## DATASET EXCERPTS
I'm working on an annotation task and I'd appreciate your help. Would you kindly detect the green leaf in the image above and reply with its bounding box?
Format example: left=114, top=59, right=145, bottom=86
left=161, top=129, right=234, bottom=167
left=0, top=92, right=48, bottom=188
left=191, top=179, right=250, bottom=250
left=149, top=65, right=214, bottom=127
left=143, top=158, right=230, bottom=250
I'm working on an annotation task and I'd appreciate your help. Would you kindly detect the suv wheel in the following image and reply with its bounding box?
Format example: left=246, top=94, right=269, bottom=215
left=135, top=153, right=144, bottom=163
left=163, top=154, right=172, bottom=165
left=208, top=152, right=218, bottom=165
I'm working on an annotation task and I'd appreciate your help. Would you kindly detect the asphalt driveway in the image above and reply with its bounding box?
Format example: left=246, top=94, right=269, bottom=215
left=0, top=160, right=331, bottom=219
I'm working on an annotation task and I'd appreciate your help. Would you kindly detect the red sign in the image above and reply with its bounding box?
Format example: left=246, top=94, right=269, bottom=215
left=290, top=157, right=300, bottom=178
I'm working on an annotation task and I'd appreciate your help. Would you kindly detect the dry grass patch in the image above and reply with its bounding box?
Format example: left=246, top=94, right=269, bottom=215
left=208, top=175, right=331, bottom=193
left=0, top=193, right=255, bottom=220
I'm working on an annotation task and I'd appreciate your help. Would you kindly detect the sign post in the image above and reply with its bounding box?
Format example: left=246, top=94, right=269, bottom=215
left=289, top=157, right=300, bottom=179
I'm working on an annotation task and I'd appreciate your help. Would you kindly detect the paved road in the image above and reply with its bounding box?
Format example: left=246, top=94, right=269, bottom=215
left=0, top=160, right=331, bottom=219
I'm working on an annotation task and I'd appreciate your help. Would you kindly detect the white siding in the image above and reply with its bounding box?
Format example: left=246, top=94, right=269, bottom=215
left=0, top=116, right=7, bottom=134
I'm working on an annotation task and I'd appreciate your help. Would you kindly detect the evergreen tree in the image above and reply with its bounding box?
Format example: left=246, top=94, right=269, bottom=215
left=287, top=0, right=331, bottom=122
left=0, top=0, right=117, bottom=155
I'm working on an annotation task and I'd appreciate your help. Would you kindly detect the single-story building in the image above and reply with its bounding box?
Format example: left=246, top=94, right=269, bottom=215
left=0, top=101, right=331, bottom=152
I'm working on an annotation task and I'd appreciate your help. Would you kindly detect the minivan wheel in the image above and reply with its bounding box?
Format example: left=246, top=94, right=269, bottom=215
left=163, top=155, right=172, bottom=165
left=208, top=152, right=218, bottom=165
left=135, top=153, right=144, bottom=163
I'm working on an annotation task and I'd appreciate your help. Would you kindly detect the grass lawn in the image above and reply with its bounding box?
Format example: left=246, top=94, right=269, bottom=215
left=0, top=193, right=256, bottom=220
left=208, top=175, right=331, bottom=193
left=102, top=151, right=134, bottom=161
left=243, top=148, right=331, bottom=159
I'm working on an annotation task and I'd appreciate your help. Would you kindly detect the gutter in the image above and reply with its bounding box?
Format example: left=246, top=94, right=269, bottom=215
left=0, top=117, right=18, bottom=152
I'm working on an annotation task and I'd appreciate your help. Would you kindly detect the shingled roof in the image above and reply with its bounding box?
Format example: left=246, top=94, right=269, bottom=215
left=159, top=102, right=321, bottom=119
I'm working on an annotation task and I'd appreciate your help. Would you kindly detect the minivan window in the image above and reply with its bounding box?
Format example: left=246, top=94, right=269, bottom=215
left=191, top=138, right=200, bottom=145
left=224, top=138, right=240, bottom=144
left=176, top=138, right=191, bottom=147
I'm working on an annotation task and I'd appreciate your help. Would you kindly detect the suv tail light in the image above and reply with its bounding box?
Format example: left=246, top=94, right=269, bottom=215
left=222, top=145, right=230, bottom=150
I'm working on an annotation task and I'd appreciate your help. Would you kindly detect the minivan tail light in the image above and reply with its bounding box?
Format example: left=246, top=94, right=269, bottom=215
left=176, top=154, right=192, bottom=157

## SET TASK
Starting with the first line of the items and going on through the line with "left=191, top=179, right=250, bottom=250", write those lines out again, changing "green leaf" to "yellow leaf" and leaving everything else as it is.

## WRITTEN REPLY
I'm working on an annotation task and I'd appreciate your help. Would you kindly detect the yellow leaf in the image above and reply with its bounding box?
Format example: left=114, top=59, right=145, bottom=86
left=161, top=129, right=234, bottom=167
left=0, top=92, right=48, bottom=188
left=191, top=179, right=250, bottom=250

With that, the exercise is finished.